- _Document passage_:
======
You are viewing a plain text version of this content. The canonical link for it is here.
Posted to commits@airflow.apache.org by bo...@apache.org on 2017/04/25 09:28:52 UTC
incubator-airflow git commit: [AIRFLOW-1089] Add Spark application
arguments
Repository: incubator-airflow
Updated Branches:
refs/heads/master 831f8d504 -> e5b914789
[AIRFLOW-1089] Add Spark application arguments
Allows arguments to be passed to the Spark
application being
submitted. For example:
- spark-submit --class foo.Bar foobar.jar arg1
arg2
- spark-submit app.py arg1 arg2
Closes #2229 from camshrun/sparkSubmitAppArgs
Project: http://git-wip-us.apache.org/repos/asf/incubator-airflow/repo
Commit: http://git-wip-us.apache.org/repos/asf/incubator-airflow/commit/e5b91478
Tree: http://git-wip-us.apache.org/repos/asf/incubator-airflow/tree/e5b91478
Diff: http://git-wip-us.apache.org/repos/asf/incubator-airflow/diff/e5b91478
Branch: refs/heads/master
Commit: e5b9147894b0d47bf36f1c2570d765b16c1c2506
Parents: 831f8d5
Author: Stephan Werges <sw...@accertify.com>
Authored: Tue Apr 25 11:28:31 2017 +0200
Committer: Bolke de Bruin <bo...@xs4all.nl>
Committed: Tue Apr 25 11:28:31 2017 +0200
----------------------------------------------------------------------
airflow/contrib/hooks/spark_submit_hook.py | 9 +++++++++
airflow/contrib/operators/spark_submit_operator.py | 5 +++++
tests/contrib/hooks/test_spark_submit_hook.py | 16 +++++++++++++++-
.../contrib/operators/test_spark_submit_operator.py | 7 ++++++-
4 files changed, 35 insertions(+), 2 deletions(-)
----------------------------------------------------------------------
http://git-wip-us.apache.org/repos/asf/incubator-airflow/blob/e5b91478/airflow/contrib/hooks/spark_submit_hook.py
----------------------------------------------------------------------
diff --git a/airflow/contrib/hooks/spark_submit_hook.py b/airflow/contrib/hooks/spark_submit_hook.py
index 59d28b5..e4ce797 100644
--- a/airflow/contrib/hooks/spark_submit_hook.py
+++ b/airflow/contrib/hooks/spark_submit_hook.py
@@ -56,6 +56,8 @@ class SparkSubmitHook(BaseHook):
:type name: str
:param num_executors: Number of executors to launch
:type num_executors: int
+ :param application_args: Arguments for the application being submitted
+ :type application_args: list
:param verbose: Whether to pass the verbose flag to spark-submit process for debugging
:type verbose: bool
"""
@@ -74,6 +76,7 @@ class SparkSubmitHook(BaseHook):
principal=None,
name='default-name',
num_executors=None,
+ application_args=None,
verbose=False):
self._conf = conf
self._conn_id = conn_id
@@ -88,6 +91,7 @@ class SparkSubmitHook(BaseHook):
self._principal = principal
self._name = name
self._num_executors = num_executors
+ self._application_args = application_args
self._verbose = verbose
self._sp = None
self._yarn_application_id = None
@@ -183,6 +187,11 @@ class SparkSubmitHook(BaseHook):
# The actual script to execute
connection_cmd += [application]
+ # Append any application arguments
+ if self._application_args:
+ for arg in self._application_args:
+ connection_cmd += [arg]
+
logging.debug("Spark-Submit cmd: {}".format(connection_cmd))
======
- _Objectives_:
• A. Update the rows from the line containing "where the decorative" through the end of the rows, both ends included, replacing "decorative plate" with "ornamental dish" and leaving all else unchanged.
• B. Extend the Airflow commit email on Spark application arguments beyond its final line.
======
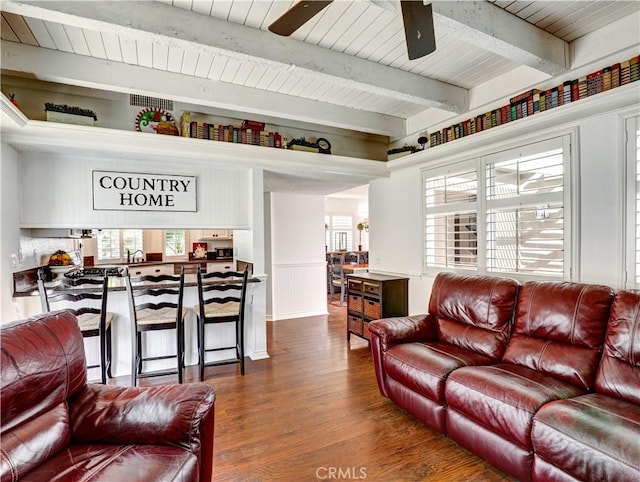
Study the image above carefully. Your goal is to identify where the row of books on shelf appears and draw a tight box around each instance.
[429,55,640,147]
[180,112,287,148]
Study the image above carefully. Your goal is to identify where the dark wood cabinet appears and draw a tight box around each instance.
[347,273,409,340]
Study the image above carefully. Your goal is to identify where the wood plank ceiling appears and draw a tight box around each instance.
[0,0,640,140]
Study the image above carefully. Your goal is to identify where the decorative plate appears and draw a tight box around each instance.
[136,107,178,136]
[193,243,207,259]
======
- _Outputs_:
• A.
Study the image above carefully. Your goal is to identify where the ornamental dish appears and draw a tight box around each instance.
[136,107,178,136]
[193,243,207,259]

• B.
return connection_cmd
http://git-wip-us.apache.org/repos/asf/incubator-airflow/blob/e5b91478/airflow/contrib/operators/spark_submit_operator.py
----------------------------------------------------------------------
diff --git a/airflow/contrib/operators/spark_submit_operator.py b/airflow/contrib/operators/spark_submit_operator.py
index f62c395..2a7e3cf 100644
--- a/airflow/contrib/operators/spark_submit_operator.py
+++ b/airflow/contrib/operators/spark_submit_operator.py
@@ -56,6 +56,8 @@ class SparkSubmitOperator(BaseOperator):
:type name: str
:param num_executors: Number of executors to launch
:type num_executors: int
+ :param application_args: Arguments for the application being submitted
+ :type application_args: list
:param verbose: Whether to pass the verbose flag to spark-submit process for debugging
:type verbose: bool
"""
@@ -76,6 +78,7 @@ class SparkSubmitOperator(BaseOperator):
principal=None,
name='airflow-spark',
num_executors=None,
+ application_args=None,
verbose=False,
*args,
**kwargs):
@@ -93,6 +96,7 @@ class SparkSubmitOperator(BaseOperator):
self._principal = principal
self._name = name
self._num_executors = num_executors
+ self._application_args = application_args
self._verbose = verbose
self._hook = None
self._conn_id = conn_id
@@ -115,6 +119,7 @@ class SparkSubmitOperator(BaseOperator):
principal=self._principal,
name=self._name,
num_executors=self._num_executors,
+ application_args=self._application_args,
verbose=self._verbose
)
self._hook.submit(self._application)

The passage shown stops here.